> _REQUIRED ACTIONS_
1/ Can you retype the passage on effect size bias in a-priori power analysis in full, with no changes?
2/ Can you convert the entries starting at the line that contains "is baby's left" and ending at the line that contains "[784,208,948,376]" into a two-column CSV with columns input and output? Use one row per entry, put each field in quotes, and replace line breaks with spaces.

> _DOCUMENT EXCERPT_
######

In essence, the problem with using small studies to estimate the effect size that will be entered into an a-priori power analysis is that due to publication bias or follow-up bias the effect sizes researchers end up using for their power analysis do not come from a full *F* distribution, but from what is known as a *truncated* *F* distribution [@taylor_bias_1996]. For example, imagine if there is extreme publication bias in the situation illustrated in @fig-followupbias. The only studies that would be accessible to researchers would come from the part of the distribution where $\eta_p^2$ > 0.08, and the test result would be statistically significant. It is possible to compute an effect size estimate that, based on certain assumptions, corrects for bias. For example, imagine we observe a result in the literature for a One-Way ANOVA with 3 conditions, reported as *F*(2, 42) = 4.5, $\eta_p^2$ = 0.176. If we would take this effect size at face value and enter it as our effect size estimate in an a-priori power analysis, the suggested sample size to achieve 80% power would suggest we need to collect `r ceiling(pwr_res)` observations in each condition.

######

Region annotation entries:
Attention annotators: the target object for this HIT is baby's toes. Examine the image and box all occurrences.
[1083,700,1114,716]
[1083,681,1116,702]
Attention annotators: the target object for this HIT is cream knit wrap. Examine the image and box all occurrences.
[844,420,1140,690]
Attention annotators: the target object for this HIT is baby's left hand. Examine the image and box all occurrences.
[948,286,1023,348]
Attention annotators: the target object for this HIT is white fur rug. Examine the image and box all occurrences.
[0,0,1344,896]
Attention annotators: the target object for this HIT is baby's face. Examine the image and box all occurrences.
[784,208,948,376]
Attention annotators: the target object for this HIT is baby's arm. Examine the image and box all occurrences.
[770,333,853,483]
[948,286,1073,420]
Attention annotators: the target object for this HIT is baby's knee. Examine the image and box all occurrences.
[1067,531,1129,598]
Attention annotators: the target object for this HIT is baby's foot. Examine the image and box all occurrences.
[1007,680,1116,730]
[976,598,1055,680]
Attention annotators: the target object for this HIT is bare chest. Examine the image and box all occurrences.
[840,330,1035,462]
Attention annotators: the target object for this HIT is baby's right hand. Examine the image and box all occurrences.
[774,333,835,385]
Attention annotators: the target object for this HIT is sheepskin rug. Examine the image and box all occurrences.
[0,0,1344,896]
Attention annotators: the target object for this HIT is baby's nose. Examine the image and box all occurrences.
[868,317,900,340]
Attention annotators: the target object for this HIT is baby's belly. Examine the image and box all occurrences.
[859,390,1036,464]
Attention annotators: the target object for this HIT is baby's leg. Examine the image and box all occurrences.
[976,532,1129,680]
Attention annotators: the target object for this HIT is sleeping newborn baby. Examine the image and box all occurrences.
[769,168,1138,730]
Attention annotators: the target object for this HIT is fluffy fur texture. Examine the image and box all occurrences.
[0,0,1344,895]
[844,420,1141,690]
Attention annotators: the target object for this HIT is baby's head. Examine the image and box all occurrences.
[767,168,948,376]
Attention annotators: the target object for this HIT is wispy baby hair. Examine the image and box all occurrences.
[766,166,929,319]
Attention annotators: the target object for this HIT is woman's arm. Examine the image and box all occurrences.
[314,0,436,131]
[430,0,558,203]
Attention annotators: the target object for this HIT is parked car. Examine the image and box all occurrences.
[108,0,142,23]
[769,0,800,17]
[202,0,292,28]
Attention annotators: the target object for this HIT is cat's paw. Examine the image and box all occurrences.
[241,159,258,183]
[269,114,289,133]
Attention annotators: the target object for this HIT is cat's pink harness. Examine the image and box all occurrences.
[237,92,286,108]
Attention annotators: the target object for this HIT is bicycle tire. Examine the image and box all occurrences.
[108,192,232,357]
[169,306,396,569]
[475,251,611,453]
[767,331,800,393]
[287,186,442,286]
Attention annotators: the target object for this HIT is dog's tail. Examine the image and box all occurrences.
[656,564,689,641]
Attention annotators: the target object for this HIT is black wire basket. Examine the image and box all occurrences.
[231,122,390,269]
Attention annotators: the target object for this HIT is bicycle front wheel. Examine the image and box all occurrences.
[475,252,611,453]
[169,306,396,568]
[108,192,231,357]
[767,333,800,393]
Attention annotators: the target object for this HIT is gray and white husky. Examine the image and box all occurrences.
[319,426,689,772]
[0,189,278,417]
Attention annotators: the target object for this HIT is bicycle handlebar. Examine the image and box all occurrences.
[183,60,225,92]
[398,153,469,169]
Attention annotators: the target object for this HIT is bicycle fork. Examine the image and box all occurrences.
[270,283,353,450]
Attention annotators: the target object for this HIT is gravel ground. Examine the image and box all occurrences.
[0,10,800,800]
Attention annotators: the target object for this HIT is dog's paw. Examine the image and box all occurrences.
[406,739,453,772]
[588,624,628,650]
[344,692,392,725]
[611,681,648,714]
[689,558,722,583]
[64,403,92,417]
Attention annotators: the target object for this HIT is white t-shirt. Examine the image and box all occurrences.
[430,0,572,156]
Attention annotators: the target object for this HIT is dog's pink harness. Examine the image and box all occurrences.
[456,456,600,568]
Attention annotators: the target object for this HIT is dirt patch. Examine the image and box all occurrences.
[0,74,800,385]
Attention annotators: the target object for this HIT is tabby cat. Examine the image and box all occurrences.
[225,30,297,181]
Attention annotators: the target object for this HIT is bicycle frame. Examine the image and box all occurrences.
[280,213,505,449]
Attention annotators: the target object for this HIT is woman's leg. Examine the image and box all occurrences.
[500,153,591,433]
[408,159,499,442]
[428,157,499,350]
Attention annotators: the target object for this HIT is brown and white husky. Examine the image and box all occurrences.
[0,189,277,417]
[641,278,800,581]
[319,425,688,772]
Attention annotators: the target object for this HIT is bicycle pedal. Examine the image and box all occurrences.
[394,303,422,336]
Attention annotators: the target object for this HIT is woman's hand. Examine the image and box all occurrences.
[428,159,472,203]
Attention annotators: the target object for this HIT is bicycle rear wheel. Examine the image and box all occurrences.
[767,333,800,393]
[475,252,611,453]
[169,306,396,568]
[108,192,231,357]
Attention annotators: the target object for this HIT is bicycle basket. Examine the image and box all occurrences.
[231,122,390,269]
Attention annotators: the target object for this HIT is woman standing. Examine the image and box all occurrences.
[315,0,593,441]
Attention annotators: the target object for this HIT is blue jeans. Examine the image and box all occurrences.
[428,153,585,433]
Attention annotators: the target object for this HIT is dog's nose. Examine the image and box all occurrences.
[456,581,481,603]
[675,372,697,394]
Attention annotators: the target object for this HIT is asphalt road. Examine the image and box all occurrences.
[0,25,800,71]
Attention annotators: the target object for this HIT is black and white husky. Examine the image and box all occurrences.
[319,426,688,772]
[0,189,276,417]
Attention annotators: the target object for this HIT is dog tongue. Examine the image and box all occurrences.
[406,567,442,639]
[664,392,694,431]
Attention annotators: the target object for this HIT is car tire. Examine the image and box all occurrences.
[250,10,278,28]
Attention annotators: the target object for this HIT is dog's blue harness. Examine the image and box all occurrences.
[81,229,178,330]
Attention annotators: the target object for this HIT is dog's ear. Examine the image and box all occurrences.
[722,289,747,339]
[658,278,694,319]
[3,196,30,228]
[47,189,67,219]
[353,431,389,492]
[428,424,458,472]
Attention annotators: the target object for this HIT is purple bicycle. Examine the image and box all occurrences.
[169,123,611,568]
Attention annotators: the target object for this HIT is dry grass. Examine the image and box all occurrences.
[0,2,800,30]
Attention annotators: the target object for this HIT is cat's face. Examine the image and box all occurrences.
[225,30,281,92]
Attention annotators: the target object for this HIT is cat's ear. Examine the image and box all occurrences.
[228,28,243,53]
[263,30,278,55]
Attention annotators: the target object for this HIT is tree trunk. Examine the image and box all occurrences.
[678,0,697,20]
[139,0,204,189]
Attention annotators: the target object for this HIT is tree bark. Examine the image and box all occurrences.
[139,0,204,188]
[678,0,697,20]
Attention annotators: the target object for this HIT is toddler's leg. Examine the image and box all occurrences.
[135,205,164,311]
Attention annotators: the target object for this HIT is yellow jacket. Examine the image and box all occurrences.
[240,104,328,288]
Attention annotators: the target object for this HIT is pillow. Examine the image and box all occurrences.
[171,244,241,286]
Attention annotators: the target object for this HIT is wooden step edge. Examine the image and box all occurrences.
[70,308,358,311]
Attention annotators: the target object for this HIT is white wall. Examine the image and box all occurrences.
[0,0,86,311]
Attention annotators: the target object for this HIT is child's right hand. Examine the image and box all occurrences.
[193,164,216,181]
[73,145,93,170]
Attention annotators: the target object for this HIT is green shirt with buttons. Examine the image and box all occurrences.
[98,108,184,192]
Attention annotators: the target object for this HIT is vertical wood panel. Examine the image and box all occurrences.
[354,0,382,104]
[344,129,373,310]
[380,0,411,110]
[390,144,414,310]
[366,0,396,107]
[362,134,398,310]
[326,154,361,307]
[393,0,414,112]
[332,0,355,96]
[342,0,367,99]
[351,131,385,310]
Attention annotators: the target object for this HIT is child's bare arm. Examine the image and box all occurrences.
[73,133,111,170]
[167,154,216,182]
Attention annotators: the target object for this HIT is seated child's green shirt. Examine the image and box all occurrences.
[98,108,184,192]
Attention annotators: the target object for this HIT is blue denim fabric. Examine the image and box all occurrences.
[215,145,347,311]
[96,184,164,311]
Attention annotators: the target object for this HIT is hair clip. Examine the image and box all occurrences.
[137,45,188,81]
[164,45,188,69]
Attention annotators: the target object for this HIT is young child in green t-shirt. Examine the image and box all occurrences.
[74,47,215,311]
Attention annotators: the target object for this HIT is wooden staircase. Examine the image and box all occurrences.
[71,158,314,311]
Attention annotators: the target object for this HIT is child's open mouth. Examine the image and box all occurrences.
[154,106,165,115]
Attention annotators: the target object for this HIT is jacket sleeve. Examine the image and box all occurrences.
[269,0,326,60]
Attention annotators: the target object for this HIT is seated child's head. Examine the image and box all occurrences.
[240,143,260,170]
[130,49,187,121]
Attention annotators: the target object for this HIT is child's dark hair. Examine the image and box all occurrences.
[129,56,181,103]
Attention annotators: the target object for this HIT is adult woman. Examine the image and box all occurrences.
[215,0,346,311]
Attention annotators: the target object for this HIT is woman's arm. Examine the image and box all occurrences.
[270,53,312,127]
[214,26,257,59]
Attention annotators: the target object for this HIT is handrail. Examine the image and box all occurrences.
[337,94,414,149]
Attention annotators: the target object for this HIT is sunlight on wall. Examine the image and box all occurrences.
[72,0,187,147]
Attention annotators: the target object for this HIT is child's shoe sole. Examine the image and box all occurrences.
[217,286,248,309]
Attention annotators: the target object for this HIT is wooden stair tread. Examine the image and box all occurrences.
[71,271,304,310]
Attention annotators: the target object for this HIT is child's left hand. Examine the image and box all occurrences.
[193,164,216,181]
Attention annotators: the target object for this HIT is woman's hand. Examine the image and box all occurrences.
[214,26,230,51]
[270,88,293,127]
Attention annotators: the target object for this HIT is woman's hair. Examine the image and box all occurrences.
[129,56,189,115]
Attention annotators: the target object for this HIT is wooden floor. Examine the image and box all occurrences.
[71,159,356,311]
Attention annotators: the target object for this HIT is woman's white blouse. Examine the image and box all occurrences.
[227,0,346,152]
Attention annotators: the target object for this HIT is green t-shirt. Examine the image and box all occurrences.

######

> _OUTPUTS FOR THE TASKS_
1/
In essence, the problem with using small studies to estimate the effect size that will be entered into an a-priori power analysis is that due to publication bias or follow-up bias the effect sizes researchers end up using for their power analysis do not come from a full *F* distribution, but from what is known as a *truncated* *F* distribution [@taylor_bias_1996]. For example, imagine if there is extreme publication bias in the situation illustrated in @fig-followupbias. The only studies that would be accessible to researchers would come from the part of the distribution where $\eta_p^2$ > 0.08, and the test result would be statistically significant. It is possible to compute an effect size estimate that, based on certain assumptions, corrects for bias. For example, imagine we observe a result in the literature for a One-Way ANOVA with 3 conditions, reported as *F*(2, 42) = 4.5, $\eta_p^2$ = 0.176. If we would take this effect size at face value and enter it as our effect size estimate in an a-priori power analysis, the suggested sample size to achieve 80% power would suggest we need to collect `r ceiling(pwr_res)` observations in each condition.

2/
input,output
"Attention annotators: the target object for this HIT is baby's left hand. Examine the image and box all occurrences.","[948,286,1023,348]"
"Attention annotators: the target object for this HIT is white fur rug. Examine the image and box all occurrences.","[0,0,1344,896]"
"Attention annotators: the target object for this HIT is baby's face. Examine the image and box all occurrences.","[784,208,948,376]"